• _INSTRUCTIONS TO FOLLOW_: From the entries below, copy every line that holds the word "cloud".

Data excerpts

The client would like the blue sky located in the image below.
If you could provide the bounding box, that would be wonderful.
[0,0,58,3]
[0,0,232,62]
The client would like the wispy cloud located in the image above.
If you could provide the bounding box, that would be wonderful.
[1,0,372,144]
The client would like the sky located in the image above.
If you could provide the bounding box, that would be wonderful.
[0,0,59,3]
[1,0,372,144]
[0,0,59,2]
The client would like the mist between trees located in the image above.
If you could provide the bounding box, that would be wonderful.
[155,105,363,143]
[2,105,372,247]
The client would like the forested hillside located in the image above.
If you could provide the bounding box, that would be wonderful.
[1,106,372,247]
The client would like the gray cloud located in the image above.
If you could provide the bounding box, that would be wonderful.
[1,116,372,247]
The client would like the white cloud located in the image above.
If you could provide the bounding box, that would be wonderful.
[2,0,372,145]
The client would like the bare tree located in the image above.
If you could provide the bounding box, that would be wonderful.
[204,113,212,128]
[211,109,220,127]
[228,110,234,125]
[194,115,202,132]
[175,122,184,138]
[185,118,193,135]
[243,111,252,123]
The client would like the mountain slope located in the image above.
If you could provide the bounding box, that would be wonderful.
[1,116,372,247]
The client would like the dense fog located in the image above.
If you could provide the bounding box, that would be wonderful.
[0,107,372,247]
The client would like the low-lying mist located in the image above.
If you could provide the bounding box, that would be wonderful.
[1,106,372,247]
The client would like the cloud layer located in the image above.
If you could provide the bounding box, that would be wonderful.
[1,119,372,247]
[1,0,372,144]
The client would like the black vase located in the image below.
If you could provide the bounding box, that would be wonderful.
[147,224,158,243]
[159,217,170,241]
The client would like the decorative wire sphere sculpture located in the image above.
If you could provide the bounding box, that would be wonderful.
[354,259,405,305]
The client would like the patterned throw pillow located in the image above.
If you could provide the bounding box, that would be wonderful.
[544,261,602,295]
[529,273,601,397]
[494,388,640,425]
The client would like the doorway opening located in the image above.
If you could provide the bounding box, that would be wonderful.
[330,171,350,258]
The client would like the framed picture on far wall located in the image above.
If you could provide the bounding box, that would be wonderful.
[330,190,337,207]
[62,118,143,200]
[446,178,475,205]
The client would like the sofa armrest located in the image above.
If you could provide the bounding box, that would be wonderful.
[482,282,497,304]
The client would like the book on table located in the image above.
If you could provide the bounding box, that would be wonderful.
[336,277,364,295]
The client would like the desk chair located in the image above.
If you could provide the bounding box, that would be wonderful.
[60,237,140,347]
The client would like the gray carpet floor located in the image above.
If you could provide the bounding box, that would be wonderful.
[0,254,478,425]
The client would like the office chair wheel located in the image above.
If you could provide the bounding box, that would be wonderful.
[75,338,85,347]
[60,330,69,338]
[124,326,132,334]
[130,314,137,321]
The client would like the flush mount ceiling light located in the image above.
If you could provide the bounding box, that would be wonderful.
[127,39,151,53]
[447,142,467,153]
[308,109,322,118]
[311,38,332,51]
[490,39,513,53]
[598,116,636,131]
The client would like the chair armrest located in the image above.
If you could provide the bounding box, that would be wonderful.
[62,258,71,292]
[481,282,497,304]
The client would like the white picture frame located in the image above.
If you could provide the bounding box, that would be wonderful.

• _RESPONSE FOR THIS EXERCISE_:
The client would like the wispy cloud located in the image above.
The client would like the gray cloud located in the image above.
The client would like the white cloud located in the image above.
The client would like the cloud layer located in the image above.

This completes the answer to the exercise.